** What is needed **
Retype, character for character, the records from the line containing "Target: <item>warm bulb glow</item>" through the line containing "209 34 L 210", including both of those lines.

--- BEGIN ---

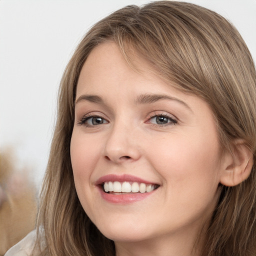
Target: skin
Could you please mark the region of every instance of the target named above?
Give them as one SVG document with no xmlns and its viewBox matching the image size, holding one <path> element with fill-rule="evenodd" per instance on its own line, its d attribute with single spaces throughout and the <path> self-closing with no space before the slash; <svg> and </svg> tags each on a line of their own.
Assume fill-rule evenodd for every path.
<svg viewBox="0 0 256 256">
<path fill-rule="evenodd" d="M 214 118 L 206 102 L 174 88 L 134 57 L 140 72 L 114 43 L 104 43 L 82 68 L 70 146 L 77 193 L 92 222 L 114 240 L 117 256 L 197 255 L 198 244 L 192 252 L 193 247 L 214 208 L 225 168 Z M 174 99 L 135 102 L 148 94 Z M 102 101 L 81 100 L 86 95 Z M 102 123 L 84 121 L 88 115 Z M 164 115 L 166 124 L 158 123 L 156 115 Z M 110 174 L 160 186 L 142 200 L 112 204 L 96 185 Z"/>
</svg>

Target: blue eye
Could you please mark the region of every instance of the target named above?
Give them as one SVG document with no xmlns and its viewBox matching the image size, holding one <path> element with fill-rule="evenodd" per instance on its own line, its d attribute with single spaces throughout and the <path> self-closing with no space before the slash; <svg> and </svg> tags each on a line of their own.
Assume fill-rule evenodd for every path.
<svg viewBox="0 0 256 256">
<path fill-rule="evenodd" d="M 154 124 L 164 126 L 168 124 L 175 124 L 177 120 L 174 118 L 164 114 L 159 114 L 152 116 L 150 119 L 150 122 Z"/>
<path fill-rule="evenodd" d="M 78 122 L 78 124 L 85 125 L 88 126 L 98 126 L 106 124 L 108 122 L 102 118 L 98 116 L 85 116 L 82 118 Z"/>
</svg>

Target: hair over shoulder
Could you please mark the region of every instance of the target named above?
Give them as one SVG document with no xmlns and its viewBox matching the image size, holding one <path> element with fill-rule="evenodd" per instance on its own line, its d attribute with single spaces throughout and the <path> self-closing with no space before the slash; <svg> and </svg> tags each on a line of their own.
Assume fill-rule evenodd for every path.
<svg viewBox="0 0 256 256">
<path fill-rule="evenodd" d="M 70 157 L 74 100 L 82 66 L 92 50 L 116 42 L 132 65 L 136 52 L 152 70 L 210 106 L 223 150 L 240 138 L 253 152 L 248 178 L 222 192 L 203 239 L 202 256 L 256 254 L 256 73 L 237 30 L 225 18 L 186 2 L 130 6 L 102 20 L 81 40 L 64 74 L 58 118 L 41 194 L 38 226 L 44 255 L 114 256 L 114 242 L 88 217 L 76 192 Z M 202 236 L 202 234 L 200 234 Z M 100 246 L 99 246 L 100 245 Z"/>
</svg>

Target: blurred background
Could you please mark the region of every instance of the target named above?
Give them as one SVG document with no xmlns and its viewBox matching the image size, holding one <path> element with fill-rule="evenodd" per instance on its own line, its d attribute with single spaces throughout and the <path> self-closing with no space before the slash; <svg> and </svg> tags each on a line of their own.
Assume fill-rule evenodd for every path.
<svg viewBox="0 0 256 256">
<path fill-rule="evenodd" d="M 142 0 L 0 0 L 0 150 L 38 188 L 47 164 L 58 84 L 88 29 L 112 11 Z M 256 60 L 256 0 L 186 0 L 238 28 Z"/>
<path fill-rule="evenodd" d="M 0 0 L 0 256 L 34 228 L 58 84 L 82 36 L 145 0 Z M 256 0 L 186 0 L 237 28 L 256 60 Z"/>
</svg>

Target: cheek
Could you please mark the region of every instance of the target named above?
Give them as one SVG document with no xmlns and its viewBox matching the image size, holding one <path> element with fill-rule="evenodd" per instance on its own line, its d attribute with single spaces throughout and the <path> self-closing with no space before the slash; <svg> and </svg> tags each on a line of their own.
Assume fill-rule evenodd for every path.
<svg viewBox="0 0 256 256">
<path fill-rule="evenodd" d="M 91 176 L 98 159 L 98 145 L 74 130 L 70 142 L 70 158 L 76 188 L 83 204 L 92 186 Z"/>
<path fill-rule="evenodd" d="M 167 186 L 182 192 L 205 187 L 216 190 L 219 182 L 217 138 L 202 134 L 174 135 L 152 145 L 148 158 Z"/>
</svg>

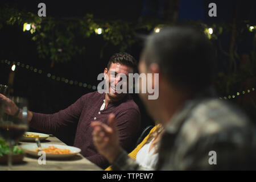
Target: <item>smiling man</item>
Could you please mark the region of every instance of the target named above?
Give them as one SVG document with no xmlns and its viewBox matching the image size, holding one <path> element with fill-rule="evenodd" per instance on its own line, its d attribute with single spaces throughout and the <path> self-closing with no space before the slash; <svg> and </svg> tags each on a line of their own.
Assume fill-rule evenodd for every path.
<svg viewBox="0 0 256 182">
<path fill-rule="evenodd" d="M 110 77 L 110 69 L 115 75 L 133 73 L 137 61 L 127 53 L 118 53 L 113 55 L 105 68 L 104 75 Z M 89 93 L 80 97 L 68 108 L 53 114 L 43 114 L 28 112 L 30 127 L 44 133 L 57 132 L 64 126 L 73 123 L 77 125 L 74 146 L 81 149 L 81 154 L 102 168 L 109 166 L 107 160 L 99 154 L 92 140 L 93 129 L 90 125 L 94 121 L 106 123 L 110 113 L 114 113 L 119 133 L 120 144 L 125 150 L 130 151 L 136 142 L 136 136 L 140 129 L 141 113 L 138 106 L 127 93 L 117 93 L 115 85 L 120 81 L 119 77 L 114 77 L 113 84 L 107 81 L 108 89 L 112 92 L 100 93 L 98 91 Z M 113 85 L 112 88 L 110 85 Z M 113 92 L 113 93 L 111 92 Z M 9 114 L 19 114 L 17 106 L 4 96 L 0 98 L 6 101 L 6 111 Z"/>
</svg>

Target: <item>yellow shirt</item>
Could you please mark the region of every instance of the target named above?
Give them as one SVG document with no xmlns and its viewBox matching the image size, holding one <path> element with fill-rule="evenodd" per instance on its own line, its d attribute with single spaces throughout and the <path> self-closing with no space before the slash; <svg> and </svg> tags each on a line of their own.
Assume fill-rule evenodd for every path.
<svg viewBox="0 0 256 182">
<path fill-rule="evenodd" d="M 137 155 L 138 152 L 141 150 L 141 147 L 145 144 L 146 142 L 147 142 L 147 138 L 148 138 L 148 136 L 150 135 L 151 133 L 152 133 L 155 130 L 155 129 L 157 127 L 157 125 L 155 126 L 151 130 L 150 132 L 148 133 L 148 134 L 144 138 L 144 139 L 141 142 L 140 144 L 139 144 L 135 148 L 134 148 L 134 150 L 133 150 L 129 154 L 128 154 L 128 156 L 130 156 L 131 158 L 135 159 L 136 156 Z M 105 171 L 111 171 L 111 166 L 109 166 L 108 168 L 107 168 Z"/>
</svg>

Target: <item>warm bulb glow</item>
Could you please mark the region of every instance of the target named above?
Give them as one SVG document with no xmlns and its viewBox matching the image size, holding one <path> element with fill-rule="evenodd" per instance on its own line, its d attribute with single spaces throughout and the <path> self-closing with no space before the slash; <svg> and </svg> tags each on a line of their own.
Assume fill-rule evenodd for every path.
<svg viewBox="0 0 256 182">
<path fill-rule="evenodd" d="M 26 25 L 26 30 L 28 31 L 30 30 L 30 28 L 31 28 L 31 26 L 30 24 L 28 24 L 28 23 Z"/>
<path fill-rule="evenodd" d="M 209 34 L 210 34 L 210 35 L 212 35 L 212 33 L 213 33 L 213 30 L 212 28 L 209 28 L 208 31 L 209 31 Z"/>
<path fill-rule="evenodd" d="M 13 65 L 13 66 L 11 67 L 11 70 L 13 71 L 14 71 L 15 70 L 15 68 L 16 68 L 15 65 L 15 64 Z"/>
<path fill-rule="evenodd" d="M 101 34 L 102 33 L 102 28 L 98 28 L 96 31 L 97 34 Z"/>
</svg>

--- END ---
--- BEGIN ---

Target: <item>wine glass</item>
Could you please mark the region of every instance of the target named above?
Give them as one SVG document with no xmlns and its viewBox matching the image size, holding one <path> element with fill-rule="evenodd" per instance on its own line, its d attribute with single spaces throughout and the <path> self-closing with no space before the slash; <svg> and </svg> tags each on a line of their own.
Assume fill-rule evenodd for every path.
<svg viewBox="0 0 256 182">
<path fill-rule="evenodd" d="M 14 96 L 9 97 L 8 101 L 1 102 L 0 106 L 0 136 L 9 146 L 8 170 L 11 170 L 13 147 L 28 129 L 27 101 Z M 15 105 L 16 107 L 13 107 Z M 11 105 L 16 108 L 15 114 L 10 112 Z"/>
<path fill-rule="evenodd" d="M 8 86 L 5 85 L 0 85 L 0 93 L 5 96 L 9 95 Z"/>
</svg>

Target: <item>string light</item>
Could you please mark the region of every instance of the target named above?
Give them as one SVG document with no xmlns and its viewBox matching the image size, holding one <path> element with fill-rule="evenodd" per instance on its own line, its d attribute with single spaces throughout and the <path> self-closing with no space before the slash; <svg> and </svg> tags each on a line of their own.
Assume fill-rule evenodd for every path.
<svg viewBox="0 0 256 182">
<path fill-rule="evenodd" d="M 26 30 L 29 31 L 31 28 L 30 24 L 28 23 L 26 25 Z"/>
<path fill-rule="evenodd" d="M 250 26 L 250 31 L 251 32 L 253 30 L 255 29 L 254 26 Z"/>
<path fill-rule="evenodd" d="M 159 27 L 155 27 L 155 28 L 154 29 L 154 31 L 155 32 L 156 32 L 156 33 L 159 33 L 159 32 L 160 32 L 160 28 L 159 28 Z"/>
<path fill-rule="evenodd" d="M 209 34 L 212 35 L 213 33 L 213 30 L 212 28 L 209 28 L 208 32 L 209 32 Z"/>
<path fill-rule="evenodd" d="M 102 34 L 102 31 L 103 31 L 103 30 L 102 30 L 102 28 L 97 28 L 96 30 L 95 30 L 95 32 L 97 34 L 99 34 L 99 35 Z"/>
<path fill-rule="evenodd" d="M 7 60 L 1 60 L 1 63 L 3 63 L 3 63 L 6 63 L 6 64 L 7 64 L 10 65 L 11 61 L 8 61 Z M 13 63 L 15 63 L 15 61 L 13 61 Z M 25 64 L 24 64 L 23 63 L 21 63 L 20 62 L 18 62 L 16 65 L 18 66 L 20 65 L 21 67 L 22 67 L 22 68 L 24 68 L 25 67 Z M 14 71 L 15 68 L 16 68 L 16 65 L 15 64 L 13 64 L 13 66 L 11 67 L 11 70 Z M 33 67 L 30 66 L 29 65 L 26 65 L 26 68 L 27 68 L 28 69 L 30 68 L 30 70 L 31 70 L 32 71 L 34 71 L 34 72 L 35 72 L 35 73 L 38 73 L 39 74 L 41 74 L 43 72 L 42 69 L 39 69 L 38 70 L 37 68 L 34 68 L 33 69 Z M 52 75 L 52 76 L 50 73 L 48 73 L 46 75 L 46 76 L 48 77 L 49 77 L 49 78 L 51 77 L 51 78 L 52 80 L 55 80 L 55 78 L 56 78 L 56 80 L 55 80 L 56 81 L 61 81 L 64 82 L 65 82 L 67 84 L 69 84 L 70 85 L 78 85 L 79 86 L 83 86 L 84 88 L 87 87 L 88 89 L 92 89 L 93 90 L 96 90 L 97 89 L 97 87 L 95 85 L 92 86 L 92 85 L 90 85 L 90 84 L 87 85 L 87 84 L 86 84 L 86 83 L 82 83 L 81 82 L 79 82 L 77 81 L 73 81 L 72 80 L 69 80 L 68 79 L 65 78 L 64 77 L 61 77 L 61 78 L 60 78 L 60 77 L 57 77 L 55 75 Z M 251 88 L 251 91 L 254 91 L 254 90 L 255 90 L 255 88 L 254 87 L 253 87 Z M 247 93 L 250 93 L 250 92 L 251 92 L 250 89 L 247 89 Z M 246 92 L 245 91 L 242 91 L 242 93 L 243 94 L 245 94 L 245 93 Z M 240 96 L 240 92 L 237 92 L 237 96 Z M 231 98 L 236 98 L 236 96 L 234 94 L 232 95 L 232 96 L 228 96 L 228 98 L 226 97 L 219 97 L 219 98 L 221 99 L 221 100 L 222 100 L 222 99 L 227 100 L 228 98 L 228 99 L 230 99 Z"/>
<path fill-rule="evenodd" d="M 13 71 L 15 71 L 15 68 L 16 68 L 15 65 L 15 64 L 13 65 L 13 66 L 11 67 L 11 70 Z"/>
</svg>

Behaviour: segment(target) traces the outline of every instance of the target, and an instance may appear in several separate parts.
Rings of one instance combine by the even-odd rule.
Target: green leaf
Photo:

--- END ---
--- BEGIN ---

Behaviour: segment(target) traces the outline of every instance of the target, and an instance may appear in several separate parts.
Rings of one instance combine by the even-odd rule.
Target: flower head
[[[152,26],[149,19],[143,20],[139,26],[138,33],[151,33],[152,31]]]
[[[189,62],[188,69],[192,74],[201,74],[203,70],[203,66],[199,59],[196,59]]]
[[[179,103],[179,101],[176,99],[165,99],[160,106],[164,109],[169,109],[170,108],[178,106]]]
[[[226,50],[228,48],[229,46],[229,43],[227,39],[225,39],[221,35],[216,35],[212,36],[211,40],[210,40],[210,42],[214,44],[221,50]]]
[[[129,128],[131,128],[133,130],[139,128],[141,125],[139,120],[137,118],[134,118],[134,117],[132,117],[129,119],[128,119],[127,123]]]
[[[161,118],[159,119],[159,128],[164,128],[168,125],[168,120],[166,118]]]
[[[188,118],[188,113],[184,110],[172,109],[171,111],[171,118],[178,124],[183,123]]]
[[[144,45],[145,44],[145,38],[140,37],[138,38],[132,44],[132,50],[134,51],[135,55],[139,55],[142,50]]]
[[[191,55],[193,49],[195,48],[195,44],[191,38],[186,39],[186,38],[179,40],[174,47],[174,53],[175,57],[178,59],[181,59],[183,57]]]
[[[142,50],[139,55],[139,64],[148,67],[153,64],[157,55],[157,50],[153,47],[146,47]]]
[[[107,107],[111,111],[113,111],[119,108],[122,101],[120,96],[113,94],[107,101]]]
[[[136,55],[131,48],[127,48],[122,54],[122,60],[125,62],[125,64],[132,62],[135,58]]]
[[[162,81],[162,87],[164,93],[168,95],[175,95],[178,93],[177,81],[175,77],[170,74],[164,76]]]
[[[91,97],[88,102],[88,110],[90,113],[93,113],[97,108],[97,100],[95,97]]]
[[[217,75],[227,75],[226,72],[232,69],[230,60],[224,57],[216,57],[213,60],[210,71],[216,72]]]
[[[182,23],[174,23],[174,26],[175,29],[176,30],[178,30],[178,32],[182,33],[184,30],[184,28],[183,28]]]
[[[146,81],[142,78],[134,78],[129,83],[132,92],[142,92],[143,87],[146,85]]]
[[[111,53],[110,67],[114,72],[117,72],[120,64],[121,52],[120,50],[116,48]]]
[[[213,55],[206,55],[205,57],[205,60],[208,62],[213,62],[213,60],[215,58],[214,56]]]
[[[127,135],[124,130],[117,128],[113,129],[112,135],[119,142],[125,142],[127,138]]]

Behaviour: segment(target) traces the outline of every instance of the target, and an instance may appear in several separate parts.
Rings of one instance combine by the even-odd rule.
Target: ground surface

--- END ---

** Solution **
Target: <item>warm bulb glow</item>
Could you please mark the region of every instance of the target named above?
Give them as one SVG document with no xmlns and its viewBox matching the image size, holding one <path> element with fill-rule="evenodd" per instance on its own line, its d attribute with single spaces throughout and the <path> self-closing with no space before the slash; <svg> and </svg> tags each on a line of their own.
Assume fill-rule evenodd for every path.
<svg viewBox="0 0 256 182">
<path fill-rule="evenodd" d="M 26 25 L 26 30 L 28 31 L 30 30 L 30 28 L 31 28 L 31 26 L 30 24 L 28 24 L 28 23 Z"/>
<path fill-rule="evenodd" d="M 209 34 L 210 34 L 210 35 L 212 35 L 212 33 L 213 33 L 213 30 L 212 28 L 209 28 L 208 31 L 209 31 Z"/>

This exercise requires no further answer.